■ Exercise: Revise the entries from the start up to and including the line with "point(394, 225)": replace "drop a dot" with "place a mark" and change nothing else. Return only those lines.

──────── Supplied data ────────

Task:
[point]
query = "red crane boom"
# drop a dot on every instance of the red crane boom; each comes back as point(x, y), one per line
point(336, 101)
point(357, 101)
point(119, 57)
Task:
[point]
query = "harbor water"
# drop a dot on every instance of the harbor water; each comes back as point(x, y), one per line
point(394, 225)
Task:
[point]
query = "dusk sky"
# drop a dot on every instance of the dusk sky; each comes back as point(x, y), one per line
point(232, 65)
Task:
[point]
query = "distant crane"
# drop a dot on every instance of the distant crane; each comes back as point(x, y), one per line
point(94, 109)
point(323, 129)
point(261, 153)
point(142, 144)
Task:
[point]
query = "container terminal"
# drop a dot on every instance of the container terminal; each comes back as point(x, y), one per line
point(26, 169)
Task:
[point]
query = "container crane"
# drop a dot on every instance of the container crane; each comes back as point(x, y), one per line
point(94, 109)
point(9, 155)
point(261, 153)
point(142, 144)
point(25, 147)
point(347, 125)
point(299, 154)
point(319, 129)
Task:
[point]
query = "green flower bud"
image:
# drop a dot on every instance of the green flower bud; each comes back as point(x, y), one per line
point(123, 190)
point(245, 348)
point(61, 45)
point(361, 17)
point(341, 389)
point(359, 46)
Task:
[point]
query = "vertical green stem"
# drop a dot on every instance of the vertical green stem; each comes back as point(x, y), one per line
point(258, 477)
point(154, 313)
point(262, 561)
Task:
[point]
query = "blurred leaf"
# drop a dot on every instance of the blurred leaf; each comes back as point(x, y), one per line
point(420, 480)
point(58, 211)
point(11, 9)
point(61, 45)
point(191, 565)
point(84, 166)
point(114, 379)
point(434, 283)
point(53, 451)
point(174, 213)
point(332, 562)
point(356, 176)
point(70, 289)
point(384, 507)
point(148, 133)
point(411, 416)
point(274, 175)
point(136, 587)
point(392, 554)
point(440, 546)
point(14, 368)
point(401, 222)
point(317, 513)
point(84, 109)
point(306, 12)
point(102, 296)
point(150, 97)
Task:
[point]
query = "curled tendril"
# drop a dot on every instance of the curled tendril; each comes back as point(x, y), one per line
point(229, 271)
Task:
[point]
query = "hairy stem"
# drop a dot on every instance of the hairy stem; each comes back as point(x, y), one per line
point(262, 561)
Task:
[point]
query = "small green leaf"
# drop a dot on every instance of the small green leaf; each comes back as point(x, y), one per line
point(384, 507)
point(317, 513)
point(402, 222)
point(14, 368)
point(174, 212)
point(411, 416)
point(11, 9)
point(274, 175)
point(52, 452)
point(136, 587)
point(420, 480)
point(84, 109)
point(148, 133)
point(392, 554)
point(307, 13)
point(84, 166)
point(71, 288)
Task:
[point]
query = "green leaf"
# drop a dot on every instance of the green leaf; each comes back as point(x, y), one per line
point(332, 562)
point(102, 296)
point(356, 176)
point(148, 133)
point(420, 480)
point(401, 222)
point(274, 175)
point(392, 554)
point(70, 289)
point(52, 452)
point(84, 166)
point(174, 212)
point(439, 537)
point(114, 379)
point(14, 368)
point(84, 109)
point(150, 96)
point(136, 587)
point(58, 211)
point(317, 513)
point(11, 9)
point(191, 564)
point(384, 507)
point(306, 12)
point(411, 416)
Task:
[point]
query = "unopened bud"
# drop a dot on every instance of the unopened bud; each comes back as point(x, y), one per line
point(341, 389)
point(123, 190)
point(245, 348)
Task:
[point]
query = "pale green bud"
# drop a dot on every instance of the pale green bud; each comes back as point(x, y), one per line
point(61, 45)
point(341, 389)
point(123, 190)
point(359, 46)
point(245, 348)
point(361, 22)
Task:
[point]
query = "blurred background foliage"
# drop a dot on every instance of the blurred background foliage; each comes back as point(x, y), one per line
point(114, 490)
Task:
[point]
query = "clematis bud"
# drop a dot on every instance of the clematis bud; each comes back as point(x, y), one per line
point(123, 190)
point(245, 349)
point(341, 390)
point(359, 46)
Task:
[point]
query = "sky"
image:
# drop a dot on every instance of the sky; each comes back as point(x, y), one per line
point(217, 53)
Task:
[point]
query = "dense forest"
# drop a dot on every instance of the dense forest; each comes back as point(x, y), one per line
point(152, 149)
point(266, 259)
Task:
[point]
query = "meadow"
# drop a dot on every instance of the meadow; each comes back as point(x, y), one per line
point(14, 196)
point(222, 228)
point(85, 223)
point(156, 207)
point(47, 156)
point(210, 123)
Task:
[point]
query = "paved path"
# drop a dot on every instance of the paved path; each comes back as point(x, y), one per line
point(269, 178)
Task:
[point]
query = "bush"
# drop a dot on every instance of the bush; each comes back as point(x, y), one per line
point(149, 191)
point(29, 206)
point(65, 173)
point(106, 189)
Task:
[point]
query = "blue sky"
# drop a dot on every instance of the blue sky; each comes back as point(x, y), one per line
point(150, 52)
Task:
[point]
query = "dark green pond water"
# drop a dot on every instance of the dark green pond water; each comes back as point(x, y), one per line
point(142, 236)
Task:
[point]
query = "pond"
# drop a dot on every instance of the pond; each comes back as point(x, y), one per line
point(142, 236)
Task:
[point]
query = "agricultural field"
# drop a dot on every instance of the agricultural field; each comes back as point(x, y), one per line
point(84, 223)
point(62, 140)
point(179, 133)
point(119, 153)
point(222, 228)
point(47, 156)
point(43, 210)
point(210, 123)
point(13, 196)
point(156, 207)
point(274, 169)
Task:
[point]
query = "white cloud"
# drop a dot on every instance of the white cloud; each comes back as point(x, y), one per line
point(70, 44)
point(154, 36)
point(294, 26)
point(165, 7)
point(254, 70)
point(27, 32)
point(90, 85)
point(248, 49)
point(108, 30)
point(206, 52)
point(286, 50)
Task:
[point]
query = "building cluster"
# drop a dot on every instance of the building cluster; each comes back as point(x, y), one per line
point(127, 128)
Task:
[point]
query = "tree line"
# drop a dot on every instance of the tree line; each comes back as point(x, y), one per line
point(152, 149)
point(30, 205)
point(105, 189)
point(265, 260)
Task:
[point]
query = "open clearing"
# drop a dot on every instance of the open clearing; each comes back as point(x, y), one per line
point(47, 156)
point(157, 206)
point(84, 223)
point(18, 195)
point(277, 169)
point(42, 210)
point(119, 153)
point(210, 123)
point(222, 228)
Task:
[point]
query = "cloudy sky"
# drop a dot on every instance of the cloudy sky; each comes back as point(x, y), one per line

────────

■ Final result:
Task:
[point]
query = "red crane boom"
# place a mark on every instance of the red crane boom; each comes back as point(x, y), one per line
point(336, 101)
point(357, 101)
point(119, 57)
Task:
[point]
query = "harbor water"
# place a mark on every instance of the harbor water; each comes back as point(x, y), one per line
point(394, 225)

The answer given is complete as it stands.